### THE TASK
Reproduce the stretch of the chromium removal abstract from "Results: The removal" through "kinetic model, respectively.".
*** PASSAGE ***
Aims: The aim of this study is Cr (VI) removal by titanium dioxide (TiO2) photocatalytic reduction and the effect of phenol and humic acid (HA) on its removal efficiency are investigated.
Materials and Methods: The experiments were performed on both simulated synthetic wastewater and real wastewater. Various parameters such as pH, contact time, Cr (VI) and TiO 2 concentrations, and a constant concentration of phenol and HA were considered to perform the experiments.
Results: The removal value of Cr (VI) alone is 81% and in combination with HA and phenol is 89.7% and 96.2%, respectively. Cr (VI) removal efficiency was enhanced by decreasing pH and contact time. With increasing TiO 2 dosage, the removal of Cr (VI) increased, up to 0.5 g/L and then decreased at 1 g/L. Cr (VI) removal efficiency decreases with the increase of Cr (VI) initial concentration. Removal efficiency, in 10 mg/L initial concentration of phenol and HA, was enhanced as contact time increased. Equilibrium data and adsorption process kinetics obey Langmuir isotherm model and pseudo second-order kinetic model, respectively.
*** End of PASSAGE ***
*** INFORMATION ***
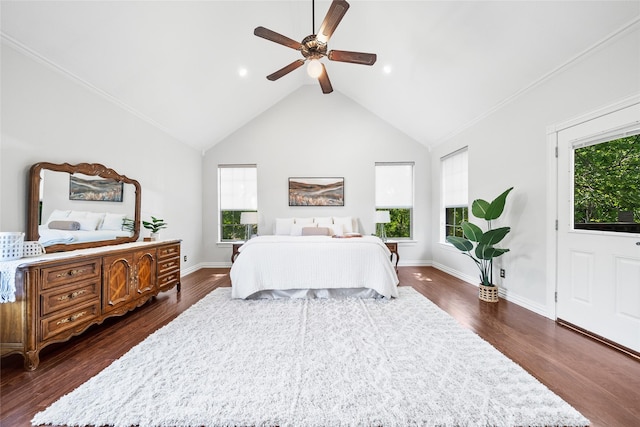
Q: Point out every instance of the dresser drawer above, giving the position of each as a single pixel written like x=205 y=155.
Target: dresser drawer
x=54 y=325
x=169 y=251
x=69 y=296
x=67 y=273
*** End of INFORMATION ***
### EXERCISE RESPONSE
Results: The removal value of Cr (VI) alone is 81% and in combination with HA and phenol is 89.7% and 96.2%, respectively. Cr (VI) removal efficiency was enhanced by decreasing pH and contact time. With increasing TiO 2 dosage, the removal of Cr (VI) increased, up to 0.5 g/L and then decreased at 1 g/L. Cr (VI) removal efficiency decreases with the increase of Cr (VI) initial concentration. Removal efficiency, in 10 mg/L initial concentration of phenol and HA, was enhanced as contact time increased. Equilibrium data and adsorption process kinetics obey Langmuir isotherm model and pseudo second-order kinetic model, respectively.